[BEGIN Data excerpts]

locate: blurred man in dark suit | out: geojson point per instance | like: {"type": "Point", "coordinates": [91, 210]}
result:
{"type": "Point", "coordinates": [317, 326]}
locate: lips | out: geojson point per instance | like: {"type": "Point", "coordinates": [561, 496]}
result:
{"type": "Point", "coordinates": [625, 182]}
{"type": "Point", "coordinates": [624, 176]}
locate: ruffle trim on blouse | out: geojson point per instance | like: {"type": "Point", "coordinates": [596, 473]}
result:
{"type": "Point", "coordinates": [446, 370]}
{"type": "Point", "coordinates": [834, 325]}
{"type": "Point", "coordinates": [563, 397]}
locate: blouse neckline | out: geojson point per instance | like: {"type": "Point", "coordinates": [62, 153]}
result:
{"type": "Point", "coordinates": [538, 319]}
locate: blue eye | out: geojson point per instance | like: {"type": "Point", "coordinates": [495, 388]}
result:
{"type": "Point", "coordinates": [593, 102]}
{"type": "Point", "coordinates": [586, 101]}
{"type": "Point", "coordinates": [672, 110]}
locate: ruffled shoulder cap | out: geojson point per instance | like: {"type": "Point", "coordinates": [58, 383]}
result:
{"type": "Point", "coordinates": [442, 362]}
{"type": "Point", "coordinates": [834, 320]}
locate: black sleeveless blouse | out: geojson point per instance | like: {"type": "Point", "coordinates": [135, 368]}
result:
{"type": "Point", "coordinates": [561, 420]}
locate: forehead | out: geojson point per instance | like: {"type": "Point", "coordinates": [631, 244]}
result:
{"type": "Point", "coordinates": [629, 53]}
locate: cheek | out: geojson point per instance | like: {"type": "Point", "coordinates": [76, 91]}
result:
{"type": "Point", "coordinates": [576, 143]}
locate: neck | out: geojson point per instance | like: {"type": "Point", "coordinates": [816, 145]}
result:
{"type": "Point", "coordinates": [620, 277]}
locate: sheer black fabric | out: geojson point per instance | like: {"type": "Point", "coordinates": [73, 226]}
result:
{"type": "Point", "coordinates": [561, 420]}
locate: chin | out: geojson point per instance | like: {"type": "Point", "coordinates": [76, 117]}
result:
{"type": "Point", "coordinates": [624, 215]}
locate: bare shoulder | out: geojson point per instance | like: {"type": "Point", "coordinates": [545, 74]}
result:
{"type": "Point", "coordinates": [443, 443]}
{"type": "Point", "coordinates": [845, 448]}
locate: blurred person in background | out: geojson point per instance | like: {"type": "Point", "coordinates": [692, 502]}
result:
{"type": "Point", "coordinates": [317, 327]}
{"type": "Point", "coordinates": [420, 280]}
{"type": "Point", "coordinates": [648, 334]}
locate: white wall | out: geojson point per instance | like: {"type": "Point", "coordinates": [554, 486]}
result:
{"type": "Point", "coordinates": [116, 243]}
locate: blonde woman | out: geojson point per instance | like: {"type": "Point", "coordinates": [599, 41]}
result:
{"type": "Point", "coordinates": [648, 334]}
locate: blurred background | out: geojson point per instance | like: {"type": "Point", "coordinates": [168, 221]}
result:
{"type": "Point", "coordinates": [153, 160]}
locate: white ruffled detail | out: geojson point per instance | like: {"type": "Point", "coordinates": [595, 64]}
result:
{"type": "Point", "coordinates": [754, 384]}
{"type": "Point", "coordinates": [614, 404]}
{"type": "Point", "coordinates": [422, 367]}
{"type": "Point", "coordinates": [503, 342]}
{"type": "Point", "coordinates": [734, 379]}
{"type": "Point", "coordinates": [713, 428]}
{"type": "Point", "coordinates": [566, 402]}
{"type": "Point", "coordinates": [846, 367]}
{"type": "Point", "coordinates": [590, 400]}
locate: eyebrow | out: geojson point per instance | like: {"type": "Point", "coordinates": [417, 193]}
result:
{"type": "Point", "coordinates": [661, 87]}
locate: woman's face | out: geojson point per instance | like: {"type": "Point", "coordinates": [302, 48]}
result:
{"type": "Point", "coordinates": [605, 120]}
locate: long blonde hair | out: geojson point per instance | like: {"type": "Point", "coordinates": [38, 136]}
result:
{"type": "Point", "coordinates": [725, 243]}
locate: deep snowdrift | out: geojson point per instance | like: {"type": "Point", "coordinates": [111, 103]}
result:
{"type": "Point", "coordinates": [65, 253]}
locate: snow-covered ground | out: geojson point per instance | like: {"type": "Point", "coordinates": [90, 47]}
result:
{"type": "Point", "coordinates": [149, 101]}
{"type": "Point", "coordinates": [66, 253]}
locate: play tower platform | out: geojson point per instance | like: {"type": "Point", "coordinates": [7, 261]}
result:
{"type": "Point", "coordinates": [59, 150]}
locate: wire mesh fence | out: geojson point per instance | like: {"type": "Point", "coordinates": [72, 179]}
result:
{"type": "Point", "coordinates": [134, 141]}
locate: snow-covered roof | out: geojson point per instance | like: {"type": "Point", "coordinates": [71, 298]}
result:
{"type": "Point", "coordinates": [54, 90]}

[END Data excerpts]

Task directions
Set down all of the data above, word for word.

Finished task
locate: blurred man in dark suit | out: geojson point per instance | like: {"type": "Point", "coordinates": [91, 210]}
result:
{"type": "Point", "coordinates": [317, 326]}
locate: lips | out: geojson point per instance | like: {"type": "Point", "coordinates": [561, 496]}
result:
{"type": "Point", "coordinates": [625, 182]}
{"type": "Point", "coordinates": [624, 176]}
locate: ruffle trim on blouse | out: geojson point per instance | like: {"type": "Point", "coordinates": [596, 473]}
result:
{"type": "Point", "coordinates": [446, 370]}
{"type": "Point", "coordinates": [834, 325]}
{"type": "Point", "coordinates": [563, 397]}
locate: blouse neckline | out: geojson point per instance | like: {"type": "Point", "coordinates": [62, 153]}
result:
{"type": "Point", "coordinates": [538, 319]}
locate: blue eye | out: geojson point per instance | like: {"type": "Point", "coordinates": [495, 388]}
result:
{"type": "Point", "coordinates": [593, 102]}
{"type": "Point", "coordinates": [586, 101]}
{"type": "Point", "coordinates": [672, 110]}
locate: ruffled shoulder cap | out: geojson point per instance | like: {"type": "Point", "coordinates": [58, 383]}
result:
{"type": "Point", "coordinates": [442, 362]}
{"type": "Point", "coordinates": [834, 320]}
locate: black sleeveless blouse | out: geojson point per instance | like: {"type": "Point", "coordinates": [135, 368]}
result:
{"type": "Point", "coordinates": [561, 420]}
locate: forehead | out: geojson point per instance | like: {"type": "Point", "coordinates": [631, 244]}
result:
{"type": "Point", "coordinates": [629, 53]}
locate: cheek | out: geojson point per instance | like: {"type": "Point", "coordinates": [76, 91]}
result:
{"type": "Point", "coordinates": [576, 143]}
locate: neck | out: geojson point per instance | like: {"type": "Point", "coordinates": [816, 145]}
result:
{"type": "Point", "coordinates": [620, 277]}
locate: sheer black fabric | out: geojson point per instance | like: {"type": "Point", "coordinates": [73, 226]}
result:
{"type": "Point", "coordinates": [561, 420]}
locate: chin | out: geojson point per instance | like: {"type": "Point", "coordinates": [76, 117]}
result:
{"type": "Point", "coordinates": [624, 215]}
locate: bare shoulder | out: geojson point per instance | like: {"type": "Point", "coordinates": [545, 74]}
result:
{"type": "Point", "coordinates": [443, 443]}
{"type": "Point", "coordinates": [845, 448]}
locate: blurred person in background | out: geojson point per instance | like: {"type": "Point", "coordinates": [692, 502]}
result:
{"type": "Point", "coordinates": [317, 327]}
{"type": "Point", "coordinates": [420, 280]}
{"type": "Point", "coordinates": [648, 334]}
locate: white wall | out: geojson point per instance | like: {"type": "Point", "coordinates": [554, 486]}
result:
{"type": "Point", "coordinates": [116, 243]}
locate: blonde woman | out: geojson point per instance | like: {"type": "Point", "coordinates": [599, 41]}
result:
{"type": "Point", "coordinates": [648, 334]}
locate: blurred background | out: geojson point per instance | like: {"type": "Point", "coordinates": [168, 221]}
result:
{"type": "Point", "coordinates": [153, 160]}
locate: white ruffled detail | out: geojson point per instance | like: {"type": "Point", "coordinates": [595, 64]}
result:
{"type": "Point", "coordinates": [754, 384]}
{"type": "Point", "coordinates": [614, 404]}
{"type": "Point", "coordinates": [422, 367]}
{"type": "Point", "coordinates": [503, 342]}
{"type": "Point", "coordinates": [734, 379]}
{"type": "Point", "coordinates": [713, 428]}
{"type": "Point", "coordinates": [566, 402]}
{"type": "Point", "coordinates": [846, 367]}
{"type": "Point", "coordinates": [590, 400]}
locate: eyebrow | out: geojson point per instance | like: {"type": "Point", "coordinates": [417, 193]}
result:
{"type": "Point", "coordinates": [661, 87]}
locate: woman's face | out: geojson point per instance | like: {"type": "Point", "coordinates": [302, 48]}
result:
{"type": "Point", "coordinates": [605, 120]}
locate: long blonde hair | out: geojson point per instance | like: {"type": "Point", "coordinates": [38, 136]}
result:
{"type": "Point", "coordinates": [725, 243]}
locate: deep snowdrift | out: geojson point per instance | like: {"type": "Point", "coordinates": [111, 103]}
result:
{"type": "Point", "coordinates": [65, 253]}
locate: snow-covered ground | out: geojson point per instance | like: {"type": "Point", "coordinates": [90, 47]}
result:
{"type": "Point", "coordinates": [149, 101]}
{"type": "Point", "coordinates": [66, 253]}
locate: play tower platform | out: geojson point per instance | like: {"type": "Point", "coordinates": [7, 261]}
result:
{"type": "Point", "coordinates": [59, 150]}
locate: wire mesh fence | out: geojson point per instance | like: {"type": "Point", "coordinates": [72, 179]}
result:
{"type": "Point", "coordinates": [134, 141]}
locate: snow-covered roof | out: geojson point per instance | like: {"type": "Point", "coordinates": [71, 298]}
result:
{"type": "Point", "coordinates": [54, 90]}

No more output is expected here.